Provided entries START
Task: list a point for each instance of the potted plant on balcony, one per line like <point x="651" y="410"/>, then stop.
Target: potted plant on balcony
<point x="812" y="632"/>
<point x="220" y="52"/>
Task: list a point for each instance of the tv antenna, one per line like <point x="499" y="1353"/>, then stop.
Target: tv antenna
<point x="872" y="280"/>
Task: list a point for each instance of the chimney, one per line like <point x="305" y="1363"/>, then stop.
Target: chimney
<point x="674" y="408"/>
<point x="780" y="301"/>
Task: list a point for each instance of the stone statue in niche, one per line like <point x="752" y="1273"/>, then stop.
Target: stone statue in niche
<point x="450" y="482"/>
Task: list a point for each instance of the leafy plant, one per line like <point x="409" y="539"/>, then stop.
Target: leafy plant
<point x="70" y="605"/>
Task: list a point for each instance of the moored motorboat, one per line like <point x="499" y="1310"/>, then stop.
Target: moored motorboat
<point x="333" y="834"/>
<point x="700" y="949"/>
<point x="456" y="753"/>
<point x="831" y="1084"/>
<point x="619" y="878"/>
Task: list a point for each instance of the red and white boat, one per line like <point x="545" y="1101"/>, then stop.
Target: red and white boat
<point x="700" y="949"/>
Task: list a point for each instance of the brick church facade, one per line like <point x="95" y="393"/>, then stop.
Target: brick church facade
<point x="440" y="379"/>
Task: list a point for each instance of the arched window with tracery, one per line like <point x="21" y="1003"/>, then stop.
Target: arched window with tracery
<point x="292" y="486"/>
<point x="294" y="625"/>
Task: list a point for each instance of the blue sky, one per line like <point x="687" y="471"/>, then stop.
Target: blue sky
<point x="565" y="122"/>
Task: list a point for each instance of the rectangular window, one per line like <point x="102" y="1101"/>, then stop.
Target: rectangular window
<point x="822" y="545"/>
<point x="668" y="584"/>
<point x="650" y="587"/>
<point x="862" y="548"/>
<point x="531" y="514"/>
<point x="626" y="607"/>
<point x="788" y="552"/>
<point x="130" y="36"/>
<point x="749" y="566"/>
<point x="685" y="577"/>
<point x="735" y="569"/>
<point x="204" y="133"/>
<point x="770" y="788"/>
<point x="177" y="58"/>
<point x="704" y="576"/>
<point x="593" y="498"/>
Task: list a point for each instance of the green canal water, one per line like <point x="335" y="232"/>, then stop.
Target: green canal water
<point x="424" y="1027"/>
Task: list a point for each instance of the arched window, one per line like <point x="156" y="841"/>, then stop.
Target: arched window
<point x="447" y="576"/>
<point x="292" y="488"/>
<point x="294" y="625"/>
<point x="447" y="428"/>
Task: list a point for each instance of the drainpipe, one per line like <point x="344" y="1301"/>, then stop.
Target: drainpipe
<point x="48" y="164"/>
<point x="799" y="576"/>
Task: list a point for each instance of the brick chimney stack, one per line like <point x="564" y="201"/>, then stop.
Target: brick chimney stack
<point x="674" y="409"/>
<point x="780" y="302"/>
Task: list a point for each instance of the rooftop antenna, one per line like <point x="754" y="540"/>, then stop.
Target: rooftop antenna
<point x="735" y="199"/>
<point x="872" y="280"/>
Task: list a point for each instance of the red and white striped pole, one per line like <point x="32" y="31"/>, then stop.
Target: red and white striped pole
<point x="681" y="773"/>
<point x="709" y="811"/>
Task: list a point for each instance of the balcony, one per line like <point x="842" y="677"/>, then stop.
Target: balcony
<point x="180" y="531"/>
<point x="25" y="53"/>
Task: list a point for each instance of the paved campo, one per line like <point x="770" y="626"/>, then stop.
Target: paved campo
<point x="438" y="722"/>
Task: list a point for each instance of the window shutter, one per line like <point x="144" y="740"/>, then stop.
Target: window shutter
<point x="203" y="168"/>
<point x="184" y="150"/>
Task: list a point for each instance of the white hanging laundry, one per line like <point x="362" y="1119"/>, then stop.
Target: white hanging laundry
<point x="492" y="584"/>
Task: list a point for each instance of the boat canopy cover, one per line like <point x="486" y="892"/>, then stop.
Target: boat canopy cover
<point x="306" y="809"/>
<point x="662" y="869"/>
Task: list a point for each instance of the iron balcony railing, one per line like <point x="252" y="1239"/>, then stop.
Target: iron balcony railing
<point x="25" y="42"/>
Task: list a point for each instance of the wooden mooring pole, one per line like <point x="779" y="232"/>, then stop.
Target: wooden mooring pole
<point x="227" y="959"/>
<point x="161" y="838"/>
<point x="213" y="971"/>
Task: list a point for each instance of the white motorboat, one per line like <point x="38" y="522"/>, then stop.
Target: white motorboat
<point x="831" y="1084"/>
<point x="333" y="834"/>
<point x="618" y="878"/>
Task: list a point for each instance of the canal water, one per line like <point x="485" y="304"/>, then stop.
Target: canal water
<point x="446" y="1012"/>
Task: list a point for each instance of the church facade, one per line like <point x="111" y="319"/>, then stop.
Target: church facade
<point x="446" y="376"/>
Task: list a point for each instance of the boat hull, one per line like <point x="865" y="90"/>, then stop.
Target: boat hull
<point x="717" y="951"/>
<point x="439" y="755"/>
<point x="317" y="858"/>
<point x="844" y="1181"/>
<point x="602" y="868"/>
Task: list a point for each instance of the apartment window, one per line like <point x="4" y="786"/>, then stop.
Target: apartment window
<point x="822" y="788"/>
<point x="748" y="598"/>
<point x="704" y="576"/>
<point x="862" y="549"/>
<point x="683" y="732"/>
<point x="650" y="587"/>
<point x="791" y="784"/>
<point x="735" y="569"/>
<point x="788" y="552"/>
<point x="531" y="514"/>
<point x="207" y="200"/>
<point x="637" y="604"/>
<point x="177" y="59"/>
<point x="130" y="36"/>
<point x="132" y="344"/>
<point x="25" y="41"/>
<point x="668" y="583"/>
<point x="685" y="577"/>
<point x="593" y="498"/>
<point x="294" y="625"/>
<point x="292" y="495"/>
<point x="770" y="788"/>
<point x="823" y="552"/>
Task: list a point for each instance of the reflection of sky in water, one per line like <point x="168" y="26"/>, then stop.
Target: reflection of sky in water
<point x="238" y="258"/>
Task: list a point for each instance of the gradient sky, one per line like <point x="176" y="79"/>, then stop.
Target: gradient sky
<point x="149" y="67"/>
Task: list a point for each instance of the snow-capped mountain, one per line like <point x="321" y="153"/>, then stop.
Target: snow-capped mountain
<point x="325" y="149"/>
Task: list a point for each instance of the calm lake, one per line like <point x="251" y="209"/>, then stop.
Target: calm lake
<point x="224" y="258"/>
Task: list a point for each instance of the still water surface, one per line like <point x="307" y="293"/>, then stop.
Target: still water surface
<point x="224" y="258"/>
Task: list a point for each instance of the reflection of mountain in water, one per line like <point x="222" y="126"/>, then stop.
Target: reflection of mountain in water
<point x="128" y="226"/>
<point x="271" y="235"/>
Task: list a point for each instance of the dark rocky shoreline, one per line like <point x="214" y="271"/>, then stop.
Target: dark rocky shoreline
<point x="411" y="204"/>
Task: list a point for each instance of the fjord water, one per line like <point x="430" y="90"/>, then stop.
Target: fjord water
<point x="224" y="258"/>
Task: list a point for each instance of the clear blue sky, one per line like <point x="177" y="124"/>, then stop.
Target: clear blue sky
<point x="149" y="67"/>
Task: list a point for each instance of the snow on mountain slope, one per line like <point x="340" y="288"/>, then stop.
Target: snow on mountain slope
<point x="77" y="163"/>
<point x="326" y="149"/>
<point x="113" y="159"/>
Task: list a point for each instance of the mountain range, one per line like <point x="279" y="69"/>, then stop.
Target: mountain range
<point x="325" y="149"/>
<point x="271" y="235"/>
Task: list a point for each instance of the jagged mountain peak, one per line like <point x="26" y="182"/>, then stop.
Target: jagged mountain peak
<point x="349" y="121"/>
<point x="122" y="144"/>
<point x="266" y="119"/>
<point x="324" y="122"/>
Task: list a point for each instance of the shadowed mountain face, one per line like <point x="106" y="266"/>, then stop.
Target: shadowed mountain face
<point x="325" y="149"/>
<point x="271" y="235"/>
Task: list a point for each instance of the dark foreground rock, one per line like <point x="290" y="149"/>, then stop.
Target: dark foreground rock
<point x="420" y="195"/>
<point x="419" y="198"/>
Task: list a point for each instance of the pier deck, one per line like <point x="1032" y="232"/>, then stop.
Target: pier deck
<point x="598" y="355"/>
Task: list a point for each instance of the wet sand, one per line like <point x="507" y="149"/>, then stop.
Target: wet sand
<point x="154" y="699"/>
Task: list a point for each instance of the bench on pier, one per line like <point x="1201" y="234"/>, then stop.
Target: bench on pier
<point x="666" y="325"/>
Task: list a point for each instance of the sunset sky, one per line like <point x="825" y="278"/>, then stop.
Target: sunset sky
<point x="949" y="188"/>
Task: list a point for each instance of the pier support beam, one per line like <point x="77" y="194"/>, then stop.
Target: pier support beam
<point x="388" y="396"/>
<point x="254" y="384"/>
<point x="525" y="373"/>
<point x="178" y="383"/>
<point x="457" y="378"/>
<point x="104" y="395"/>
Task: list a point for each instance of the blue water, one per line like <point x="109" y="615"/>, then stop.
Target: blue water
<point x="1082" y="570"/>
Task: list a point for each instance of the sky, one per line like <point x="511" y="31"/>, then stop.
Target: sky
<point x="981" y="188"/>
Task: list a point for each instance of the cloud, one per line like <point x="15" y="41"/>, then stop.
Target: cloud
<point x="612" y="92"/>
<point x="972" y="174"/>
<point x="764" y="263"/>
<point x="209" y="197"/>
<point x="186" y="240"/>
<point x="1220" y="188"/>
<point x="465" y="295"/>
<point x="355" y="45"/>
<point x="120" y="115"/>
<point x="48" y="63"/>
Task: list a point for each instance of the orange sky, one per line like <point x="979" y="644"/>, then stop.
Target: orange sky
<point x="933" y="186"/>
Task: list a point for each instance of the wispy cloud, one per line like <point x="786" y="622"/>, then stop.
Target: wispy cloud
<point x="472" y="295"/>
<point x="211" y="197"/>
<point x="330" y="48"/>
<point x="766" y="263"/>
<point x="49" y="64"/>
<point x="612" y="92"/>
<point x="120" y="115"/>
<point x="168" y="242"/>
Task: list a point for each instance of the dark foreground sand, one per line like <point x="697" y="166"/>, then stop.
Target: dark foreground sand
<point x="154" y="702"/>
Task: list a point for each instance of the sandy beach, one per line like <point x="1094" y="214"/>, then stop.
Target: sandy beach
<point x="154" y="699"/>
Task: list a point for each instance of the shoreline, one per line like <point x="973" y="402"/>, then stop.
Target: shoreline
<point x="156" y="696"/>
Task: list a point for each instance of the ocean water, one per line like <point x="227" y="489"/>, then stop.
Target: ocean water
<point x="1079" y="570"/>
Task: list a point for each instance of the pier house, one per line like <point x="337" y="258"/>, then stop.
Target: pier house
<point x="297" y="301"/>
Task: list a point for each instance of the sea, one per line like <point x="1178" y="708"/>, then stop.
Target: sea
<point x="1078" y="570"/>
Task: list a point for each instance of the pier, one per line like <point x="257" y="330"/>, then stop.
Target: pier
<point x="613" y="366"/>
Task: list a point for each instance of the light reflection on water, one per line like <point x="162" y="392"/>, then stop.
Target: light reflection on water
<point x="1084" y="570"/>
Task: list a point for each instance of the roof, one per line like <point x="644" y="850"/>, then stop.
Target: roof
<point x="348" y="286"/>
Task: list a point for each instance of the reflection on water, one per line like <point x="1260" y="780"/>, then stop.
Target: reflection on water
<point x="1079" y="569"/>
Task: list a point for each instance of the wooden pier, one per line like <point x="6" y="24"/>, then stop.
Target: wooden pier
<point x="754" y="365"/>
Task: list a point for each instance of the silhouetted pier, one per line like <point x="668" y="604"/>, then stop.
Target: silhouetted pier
Provided entries END
Your task → State how many lines of the data above contain the string "silhouetted", and give no other words.

Response below → 2